- Extracted entries

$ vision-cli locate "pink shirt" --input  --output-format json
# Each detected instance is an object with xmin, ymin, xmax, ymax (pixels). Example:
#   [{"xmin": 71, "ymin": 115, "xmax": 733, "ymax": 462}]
* * *
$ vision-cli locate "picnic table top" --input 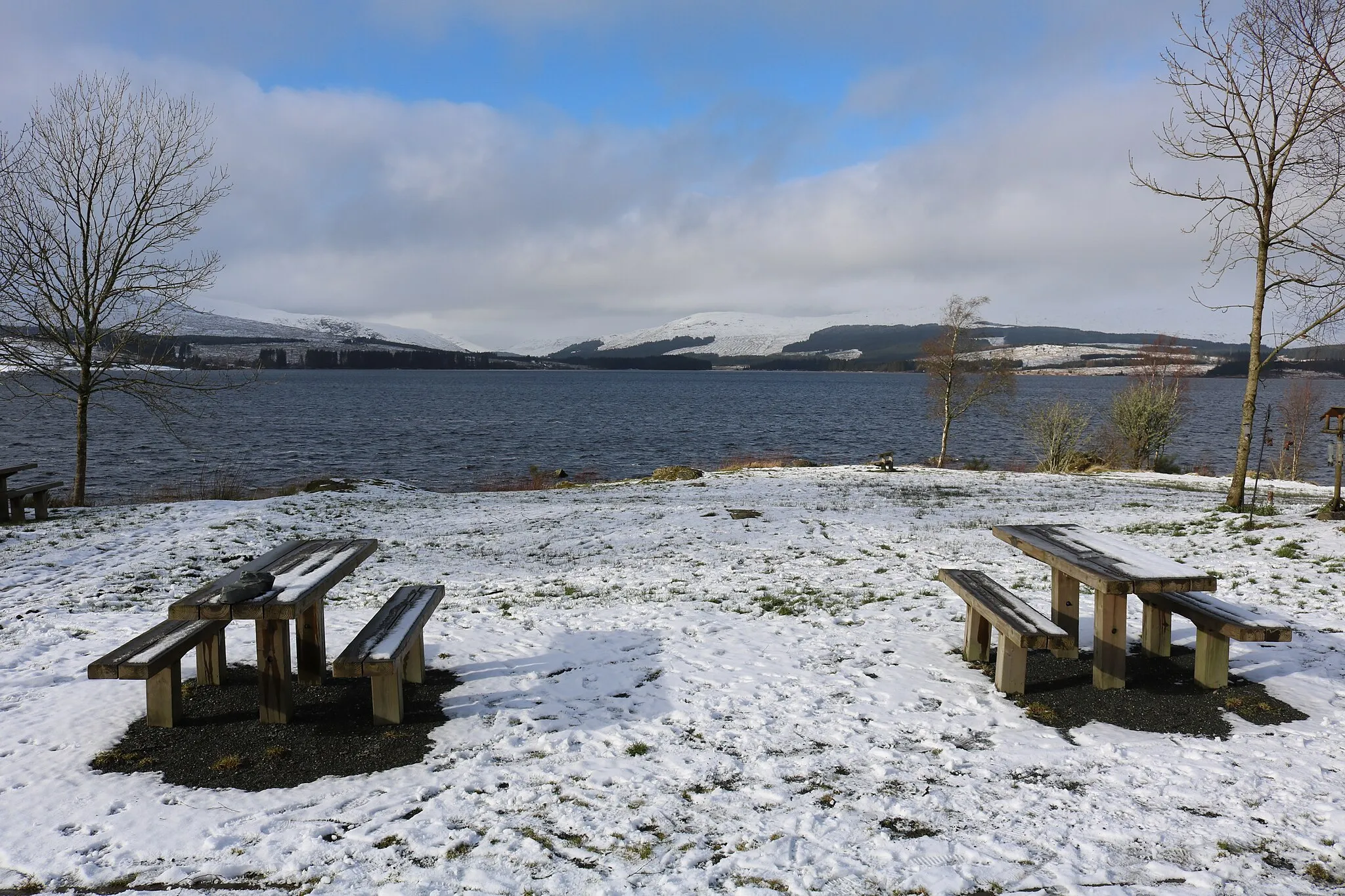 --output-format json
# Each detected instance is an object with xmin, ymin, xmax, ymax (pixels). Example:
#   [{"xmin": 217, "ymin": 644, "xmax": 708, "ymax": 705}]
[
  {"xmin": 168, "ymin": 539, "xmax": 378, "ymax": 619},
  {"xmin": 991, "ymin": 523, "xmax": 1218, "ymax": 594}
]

- Exercise details
Return each line of the records that contains the string "xmin", treating uppercase and lowercase letters as distinct.

- Exercise answer
# Each detected instance is an object with xmin, ymin, xmax, ymax (pixels). Example:
#   [{"xmin": 71, "ymin": 115, "xmax": 733, "ymax": 462}]
# Each detected instance is an object with xmin, ymin, xmax, ymax (pixels). Example:
#   [{"xmin": 217, "ymin": 644, "xmax": 708, "ymax": 705}]
  {"xmin": 168, "ymin": 539, "xmax": 378, "ymax": 619},
  {"xmin": 991, "ymin": 523, "xmax": 1218, "ymax": 594}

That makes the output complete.